Task requirements:
Leave out the pictures and transcribe the rest of the records exactly.

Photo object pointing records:
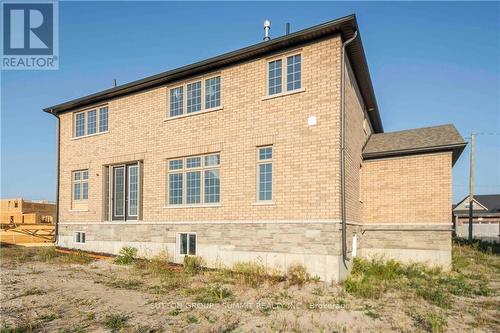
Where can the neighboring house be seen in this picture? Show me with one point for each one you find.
(19, 211)
(238, 158)
(485, 216)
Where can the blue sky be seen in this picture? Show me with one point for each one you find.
(430, 63)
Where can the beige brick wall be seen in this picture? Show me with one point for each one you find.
(409, 189)
(355, 139)
(305, 158)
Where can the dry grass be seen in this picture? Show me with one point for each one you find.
(73, 293)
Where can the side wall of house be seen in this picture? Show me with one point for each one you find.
(406, 208)
(357, 132)
(305, 167)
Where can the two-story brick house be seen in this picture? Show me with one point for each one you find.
(239, 157)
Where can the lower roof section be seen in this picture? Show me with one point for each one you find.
(415, 141)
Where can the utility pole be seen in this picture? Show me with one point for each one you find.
(471, 184)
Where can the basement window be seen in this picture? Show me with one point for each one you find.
(187, 244)
(79, 237)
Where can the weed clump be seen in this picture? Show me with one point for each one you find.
(253, 273)
(213, 294)
(372, 278)
(193, 264)
(77, 257)
(297, 274)
(115, 322)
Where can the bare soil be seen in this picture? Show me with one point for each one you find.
(46, 294)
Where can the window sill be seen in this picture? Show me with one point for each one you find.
(264, 203)
(191, 206)
(88, 135)
(185, 115)
(292, 92)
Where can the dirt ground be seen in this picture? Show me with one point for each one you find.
(46, 292)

Complete output:
Where can the neighboring house be seen in this picture? Show me with one point for each one you find.
(19, 211)
(238, 158)
(485, 216)
Where can the blue sky be seen in this picture? Show me with one point for each one you find.
(430, 63)
Where can the beige brick wall be seen in this picture? Show me with one point for each one you find.
(409, 189)
(355, 139)
(305, 158)
Where can the dry grass be seen in this picture? Show me with one point for each one you find.
(73, 293)
Where can the side wall of house be seen in this picture? Show me with one point for each one you find.
(406, 208)
(357, 132)
(305, 167)
Where can the two-story brick house be seen in this picture? Show me with one point for each one you find.
(239, 157)
Where can the lower roof section be seen in this picture? Show me with one point for each one you find.
(415, 141)
Where can the utility pole be seen in this picture? Show me with one point for each one you find.
(471, 184)
Where can the basement window be seen in this picture? Show me with one point for each one you find.
(187, 244)
(79, 237)
Where can the weed clump be seen in this picture? Show me with one point for each one you find.
(253, 273)
(213, 294)
(372, 278)
(193, 264)
(77, 257)
(297, 274)
(115, 322)
Where can the bare soil be seen in this picture? Show me with one point for each one you find.
(46, 294)
Where can the window sill be seen in this picture? Show me with one point for each one you find.
(264, 203)
(191, 206)
(88, 135)
(185, 115)
(292, 92)
Where can the dirt ground be seen in this picture? Show me with one point for each one you find.
(46, 292)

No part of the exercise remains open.